- [DATASET RECORDS]:

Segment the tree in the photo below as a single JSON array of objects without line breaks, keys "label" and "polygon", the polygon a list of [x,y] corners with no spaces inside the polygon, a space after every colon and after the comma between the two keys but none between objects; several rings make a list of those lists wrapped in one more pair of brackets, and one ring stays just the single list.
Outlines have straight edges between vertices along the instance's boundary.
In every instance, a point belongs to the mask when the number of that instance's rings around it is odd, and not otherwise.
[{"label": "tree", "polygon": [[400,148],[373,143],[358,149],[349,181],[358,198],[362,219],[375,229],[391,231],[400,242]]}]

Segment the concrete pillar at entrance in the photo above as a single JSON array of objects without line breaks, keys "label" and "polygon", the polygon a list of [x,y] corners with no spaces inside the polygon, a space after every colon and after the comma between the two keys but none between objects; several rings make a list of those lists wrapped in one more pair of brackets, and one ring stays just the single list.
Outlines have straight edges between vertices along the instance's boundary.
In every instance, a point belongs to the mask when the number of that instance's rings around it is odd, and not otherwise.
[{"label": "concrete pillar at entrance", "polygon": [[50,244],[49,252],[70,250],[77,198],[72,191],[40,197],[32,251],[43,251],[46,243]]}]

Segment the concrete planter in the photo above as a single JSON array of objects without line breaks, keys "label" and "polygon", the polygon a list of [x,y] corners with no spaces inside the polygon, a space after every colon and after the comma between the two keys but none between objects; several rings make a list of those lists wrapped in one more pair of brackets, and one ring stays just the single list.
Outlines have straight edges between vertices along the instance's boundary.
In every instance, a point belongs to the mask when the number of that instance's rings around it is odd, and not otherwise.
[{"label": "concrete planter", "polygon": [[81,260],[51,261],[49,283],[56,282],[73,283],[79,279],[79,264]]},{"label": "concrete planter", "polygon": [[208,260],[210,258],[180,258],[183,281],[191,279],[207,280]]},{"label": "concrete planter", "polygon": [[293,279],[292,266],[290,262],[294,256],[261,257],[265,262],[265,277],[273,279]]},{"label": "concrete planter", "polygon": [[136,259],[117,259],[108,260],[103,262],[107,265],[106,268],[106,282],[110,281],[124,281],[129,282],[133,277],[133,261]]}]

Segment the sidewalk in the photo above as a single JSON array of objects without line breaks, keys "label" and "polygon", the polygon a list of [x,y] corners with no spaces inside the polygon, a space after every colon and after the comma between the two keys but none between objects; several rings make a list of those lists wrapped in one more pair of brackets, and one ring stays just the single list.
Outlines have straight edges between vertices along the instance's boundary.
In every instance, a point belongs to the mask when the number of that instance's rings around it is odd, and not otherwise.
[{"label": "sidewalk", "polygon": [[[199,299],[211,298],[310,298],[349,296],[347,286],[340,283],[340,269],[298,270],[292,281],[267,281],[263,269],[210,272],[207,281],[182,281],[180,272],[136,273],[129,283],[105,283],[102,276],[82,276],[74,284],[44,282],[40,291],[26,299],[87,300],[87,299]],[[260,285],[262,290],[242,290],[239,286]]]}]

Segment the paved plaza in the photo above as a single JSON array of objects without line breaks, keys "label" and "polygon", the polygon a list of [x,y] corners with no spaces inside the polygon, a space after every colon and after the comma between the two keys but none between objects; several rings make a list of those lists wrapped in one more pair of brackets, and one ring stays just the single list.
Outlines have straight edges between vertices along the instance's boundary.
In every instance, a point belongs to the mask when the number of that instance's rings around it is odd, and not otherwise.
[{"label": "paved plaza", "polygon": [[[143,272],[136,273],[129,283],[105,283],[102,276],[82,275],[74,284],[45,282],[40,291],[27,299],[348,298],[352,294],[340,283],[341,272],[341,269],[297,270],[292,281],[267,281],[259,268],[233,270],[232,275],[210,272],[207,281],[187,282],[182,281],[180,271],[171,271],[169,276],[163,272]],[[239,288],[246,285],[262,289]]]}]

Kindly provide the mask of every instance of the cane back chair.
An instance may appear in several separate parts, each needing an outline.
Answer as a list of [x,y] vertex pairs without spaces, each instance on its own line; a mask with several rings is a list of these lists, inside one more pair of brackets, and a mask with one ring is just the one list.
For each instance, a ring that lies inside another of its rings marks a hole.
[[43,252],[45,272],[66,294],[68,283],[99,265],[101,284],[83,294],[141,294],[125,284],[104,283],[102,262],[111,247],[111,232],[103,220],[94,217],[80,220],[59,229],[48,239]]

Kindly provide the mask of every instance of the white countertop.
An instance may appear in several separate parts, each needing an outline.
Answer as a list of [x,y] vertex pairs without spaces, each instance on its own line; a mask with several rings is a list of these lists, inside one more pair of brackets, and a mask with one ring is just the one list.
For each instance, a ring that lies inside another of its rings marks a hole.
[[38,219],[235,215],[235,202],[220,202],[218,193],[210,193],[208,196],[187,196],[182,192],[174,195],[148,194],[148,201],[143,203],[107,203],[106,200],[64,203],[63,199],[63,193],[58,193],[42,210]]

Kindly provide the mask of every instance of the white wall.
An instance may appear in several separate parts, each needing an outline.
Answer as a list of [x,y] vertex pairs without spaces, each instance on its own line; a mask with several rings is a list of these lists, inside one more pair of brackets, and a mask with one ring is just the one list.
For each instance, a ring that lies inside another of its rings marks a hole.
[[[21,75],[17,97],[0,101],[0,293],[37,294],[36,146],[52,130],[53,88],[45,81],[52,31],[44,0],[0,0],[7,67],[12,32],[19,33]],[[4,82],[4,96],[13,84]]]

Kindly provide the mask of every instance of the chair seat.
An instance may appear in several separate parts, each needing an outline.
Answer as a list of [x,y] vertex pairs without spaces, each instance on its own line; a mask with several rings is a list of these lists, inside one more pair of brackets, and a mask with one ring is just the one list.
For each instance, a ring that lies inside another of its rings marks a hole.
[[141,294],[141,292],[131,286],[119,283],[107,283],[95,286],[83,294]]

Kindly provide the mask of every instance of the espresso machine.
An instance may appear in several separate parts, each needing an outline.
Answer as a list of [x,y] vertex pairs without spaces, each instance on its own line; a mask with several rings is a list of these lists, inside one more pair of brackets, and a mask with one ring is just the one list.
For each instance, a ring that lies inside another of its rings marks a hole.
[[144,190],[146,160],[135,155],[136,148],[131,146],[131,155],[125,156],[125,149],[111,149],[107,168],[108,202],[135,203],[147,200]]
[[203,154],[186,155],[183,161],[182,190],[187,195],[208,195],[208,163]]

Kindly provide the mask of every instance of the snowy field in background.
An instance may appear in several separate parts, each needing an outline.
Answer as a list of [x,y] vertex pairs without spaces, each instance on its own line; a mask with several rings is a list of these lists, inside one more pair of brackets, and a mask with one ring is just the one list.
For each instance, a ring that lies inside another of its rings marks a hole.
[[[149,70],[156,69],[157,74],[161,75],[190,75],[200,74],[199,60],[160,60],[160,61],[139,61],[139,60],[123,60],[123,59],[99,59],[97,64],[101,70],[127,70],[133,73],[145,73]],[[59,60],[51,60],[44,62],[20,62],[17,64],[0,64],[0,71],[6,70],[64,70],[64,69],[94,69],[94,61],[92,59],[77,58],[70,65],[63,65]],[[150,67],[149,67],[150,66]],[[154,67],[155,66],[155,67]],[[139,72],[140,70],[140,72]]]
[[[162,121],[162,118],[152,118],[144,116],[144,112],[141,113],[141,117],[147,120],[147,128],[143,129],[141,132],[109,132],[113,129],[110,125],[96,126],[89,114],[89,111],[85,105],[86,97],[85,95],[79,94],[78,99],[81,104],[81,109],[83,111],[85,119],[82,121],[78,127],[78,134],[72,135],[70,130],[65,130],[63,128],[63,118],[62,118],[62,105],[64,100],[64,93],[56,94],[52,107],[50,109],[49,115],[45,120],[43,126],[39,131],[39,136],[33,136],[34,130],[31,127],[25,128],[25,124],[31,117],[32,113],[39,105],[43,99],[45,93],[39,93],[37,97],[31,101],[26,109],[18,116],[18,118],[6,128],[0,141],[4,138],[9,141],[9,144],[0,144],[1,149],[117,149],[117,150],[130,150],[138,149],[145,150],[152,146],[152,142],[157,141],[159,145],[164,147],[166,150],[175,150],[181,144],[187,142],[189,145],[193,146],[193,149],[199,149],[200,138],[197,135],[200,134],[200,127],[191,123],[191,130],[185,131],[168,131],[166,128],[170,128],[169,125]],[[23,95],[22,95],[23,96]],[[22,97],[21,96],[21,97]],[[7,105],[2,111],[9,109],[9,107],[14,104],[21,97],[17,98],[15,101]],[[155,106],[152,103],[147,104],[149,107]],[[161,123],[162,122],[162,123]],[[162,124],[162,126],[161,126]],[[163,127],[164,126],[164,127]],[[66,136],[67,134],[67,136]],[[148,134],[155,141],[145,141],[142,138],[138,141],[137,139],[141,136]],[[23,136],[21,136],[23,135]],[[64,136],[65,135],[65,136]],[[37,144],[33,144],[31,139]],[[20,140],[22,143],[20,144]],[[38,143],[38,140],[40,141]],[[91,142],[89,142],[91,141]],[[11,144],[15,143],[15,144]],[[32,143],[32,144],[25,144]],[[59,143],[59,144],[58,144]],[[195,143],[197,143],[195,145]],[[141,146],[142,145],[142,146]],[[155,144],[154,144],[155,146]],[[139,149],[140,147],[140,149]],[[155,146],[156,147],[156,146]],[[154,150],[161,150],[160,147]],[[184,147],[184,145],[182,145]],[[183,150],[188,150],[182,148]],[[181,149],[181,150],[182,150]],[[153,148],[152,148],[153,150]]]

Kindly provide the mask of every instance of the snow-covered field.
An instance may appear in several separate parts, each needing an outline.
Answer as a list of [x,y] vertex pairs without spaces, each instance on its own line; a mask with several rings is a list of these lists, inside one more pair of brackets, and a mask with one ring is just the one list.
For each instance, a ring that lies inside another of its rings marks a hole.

- [EXERCISE BRIEF]: How many lines of the listing above contain the string "chair"? Reply with the number alone.

- [THE RESPONSE]: 2